### EXTRACTED TEXT
--- Begin ---
- Poster
- Directed by: J. Panneer
- Screenplay by: Liaquat Ali Khan
- Story by: R. Selvaraj
- Produced by: A. S. Ibrahim Rawuthar
- Starring: Vijayakanth Sukanya Kanaka
- Cinematography: Rajarajan
- Edited by: G. Jayachandran
- Music by: Ilaiyaraaja
- Production company: I. V. Cini Productions
- Release date: 10 July 1993;
- Running time: 154 minutes
- Country: India
- Language: Tamil

= Sakkarai Devan =

Sakkarai Devan is a 1993 Indian Tamil-language action drama film, directed by J. Panneer (in his directorial debut) and produced by A. S. Ibrahim Rowther. The film stars Vijayakanth, Sukanya and Kanaka. It was released on 10 July 1993.

== Plot ==

Sakkarai Devan makes and sells jaggery. On a visit to a neighbouring village, he falls in love with Sarasu, on whom the village landlord Vairaperumal had already cast his eye. Sarasu's widowed brother Vaiyapuri is arrested following an altercation with Vairaperumal over his sister. Dhanam, an orphan, given refuge by Sakkarai, realising her love is one-sided, marries Vaiyapuri. Sakkarai's popularity with the villagers and his attempts to unite them against Vairaperumal invite the latter's ire.
--- End ---
### Part of a data file
--- Begin ---
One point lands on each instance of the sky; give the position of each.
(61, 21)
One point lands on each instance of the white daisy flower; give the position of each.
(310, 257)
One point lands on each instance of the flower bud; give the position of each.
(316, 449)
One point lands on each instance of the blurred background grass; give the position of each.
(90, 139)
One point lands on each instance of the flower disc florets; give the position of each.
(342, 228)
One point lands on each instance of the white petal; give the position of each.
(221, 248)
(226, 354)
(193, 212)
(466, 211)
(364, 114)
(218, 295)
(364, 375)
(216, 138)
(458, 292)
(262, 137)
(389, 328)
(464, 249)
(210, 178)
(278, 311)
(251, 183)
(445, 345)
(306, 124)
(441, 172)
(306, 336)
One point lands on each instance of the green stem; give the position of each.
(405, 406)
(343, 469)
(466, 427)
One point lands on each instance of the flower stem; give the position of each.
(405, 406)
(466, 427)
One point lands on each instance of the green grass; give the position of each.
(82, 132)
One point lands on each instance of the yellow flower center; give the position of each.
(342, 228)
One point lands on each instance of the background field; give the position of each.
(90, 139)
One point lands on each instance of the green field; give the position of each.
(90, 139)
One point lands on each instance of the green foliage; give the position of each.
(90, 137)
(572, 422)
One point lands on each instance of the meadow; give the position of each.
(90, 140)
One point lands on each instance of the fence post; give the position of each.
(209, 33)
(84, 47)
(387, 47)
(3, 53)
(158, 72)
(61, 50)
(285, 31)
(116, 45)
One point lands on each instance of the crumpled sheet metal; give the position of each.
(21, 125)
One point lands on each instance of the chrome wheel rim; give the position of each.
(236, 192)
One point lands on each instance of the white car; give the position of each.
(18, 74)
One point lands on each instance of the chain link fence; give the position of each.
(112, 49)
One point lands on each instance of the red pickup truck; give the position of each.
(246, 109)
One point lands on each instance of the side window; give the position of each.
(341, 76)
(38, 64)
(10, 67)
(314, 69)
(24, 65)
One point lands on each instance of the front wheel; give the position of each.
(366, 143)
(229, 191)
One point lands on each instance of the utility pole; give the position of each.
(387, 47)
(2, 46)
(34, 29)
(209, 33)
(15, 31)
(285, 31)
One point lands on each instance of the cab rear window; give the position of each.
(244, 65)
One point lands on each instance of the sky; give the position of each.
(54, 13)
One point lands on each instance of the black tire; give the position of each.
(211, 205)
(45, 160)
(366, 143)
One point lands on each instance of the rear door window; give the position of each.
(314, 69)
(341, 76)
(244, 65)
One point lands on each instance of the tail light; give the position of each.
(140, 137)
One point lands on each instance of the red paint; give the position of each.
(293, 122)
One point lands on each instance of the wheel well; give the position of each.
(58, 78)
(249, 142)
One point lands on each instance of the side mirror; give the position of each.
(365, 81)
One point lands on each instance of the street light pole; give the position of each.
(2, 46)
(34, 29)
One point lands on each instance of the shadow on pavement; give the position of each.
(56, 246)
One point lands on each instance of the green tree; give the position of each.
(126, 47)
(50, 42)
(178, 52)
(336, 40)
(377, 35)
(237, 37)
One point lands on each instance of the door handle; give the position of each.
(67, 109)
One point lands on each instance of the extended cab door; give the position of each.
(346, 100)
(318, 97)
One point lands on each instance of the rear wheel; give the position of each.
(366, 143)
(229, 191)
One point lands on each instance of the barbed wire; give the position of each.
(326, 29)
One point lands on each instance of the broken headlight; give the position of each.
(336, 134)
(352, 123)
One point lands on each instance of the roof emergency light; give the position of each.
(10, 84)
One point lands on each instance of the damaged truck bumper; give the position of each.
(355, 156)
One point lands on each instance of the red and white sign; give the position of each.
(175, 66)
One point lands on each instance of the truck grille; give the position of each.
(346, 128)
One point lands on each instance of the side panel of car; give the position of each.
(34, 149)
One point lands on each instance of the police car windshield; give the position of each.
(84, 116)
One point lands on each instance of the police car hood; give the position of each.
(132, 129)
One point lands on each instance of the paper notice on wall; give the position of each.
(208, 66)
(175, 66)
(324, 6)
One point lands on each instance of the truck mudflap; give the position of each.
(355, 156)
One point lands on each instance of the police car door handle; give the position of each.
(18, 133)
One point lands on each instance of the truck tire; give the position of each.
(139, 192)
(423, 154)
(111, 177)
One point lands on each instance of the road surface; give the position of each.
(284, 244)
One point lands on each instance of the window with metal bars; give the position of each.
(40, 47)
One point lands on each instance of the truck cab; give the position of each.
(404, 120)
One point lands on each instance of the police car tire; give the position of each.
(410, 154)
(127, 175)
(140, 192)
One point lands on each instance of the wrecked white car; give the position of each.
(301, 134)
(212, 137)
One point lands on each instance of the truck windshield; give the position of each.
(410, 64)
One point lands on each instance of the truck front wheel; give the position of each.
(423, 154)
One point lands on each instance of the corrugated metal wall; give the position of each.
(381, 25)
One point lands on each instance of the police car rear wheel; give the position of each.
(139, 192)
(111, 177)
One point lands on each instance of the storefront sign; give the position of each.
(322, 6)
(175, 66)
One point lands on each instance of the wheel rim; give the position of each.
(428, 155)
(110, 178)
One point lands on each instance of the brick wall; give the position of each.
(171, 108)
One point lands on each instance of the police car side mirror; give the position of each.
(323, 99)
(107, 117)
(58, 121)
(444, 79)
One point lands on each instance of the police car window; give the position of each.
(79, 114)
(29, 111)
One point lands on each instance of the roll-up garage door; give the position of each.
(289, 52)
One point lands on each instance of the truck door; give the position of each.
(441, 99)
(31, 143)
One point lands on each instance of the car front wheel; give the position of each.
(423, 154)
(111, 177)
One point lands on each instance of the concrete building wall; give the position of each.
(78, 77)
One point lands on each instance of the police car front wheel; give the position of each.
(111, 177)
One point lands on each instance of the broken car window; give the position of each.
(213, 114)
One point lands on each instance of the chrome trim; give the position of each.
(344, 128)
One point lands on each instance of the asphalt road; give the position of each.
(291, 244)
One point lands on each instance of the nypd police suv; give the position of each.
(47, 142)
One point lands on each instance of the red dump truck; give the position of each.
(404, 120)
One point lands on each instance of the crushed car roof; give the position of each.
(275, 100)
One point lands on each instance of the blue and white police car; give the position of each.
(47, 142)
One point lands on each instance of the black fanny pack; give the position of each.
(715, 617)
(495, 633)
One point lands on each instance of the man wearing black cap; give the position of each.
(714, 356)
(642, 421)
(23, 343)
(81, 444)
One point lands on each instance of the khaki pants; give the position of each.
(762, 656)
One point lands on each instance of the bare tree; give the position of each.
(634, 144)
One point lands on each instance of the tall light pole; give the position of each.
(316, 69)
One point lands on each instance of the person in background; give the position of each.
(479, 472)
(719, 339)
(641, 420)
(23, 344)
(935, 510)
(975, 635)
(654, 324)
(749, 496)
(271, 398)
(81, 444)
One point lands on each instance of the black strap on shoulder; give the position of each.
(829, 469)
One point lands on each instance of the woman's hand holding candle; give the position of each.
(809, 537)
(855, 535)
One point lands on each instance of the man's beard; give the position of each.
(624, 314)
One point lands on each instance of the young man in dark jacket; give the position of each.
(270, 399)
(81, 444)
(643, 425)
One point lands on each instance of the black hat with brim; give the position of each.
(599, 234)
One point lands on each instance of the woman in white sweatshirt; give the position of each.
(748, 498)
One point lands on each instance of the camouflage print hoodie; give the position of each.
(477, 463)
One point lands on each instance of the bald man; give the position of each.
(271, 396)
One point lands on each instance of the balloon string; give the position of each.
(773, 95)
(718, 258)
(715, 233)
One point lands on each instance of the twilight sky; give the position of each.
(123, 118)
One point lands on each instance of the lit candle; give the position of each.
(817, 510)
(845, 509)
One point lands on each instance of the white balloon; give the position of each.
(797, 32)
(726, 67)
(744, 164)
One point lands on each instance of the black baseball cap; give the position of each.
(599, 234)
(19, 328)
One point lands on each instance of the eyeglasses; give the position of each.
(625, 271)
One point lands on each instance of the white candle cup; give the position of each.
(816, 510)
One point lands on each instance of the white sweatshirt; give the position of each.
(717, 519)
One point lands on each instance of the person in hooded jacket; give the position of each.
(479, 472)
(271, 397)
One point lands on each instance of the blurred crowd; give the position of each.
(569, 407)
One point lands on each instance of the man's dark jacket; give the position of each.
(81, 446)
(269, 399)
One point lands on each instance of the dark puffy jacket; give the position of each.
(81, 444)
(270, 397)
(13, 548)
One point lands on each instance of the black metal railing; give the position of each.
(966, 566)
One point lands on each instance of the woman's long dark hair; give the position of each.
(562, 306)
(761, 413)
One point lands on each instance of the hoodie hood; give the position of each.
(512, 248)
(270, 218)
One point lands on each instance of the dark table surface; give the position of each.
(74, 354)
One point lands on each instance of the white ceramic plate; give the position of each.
--- End ---
### TO BE DONE
**a.** Answer these questions from the Sakkarai Devan article:
(i) Who composed the film's music?
(ii) What does Sakkarai Devan make and sell?
(iii) Whom does Dhanam marry?
**b.** Copy out the listing word for word, from the line with "One point lands on each instance of the woman's long" through the end of the listing.

### FINAL RESULTS
**a.**
(i) Ilaiyaraaja
(ii) Jaggery
(iii) Vaiyapuri

**b.**
One point lands on each instance of the woman's long dark hair; give the position of each.
(562, 306)
(761, 413)
One point lands on each instance of the hoodie hood; give the position of each.
(512, 248)
(270, 218)
One point lands on each instance of the dark table surface; give the position of each.
(74, 354)
One point lands on each instance of the white ceramic plate; give the position of each.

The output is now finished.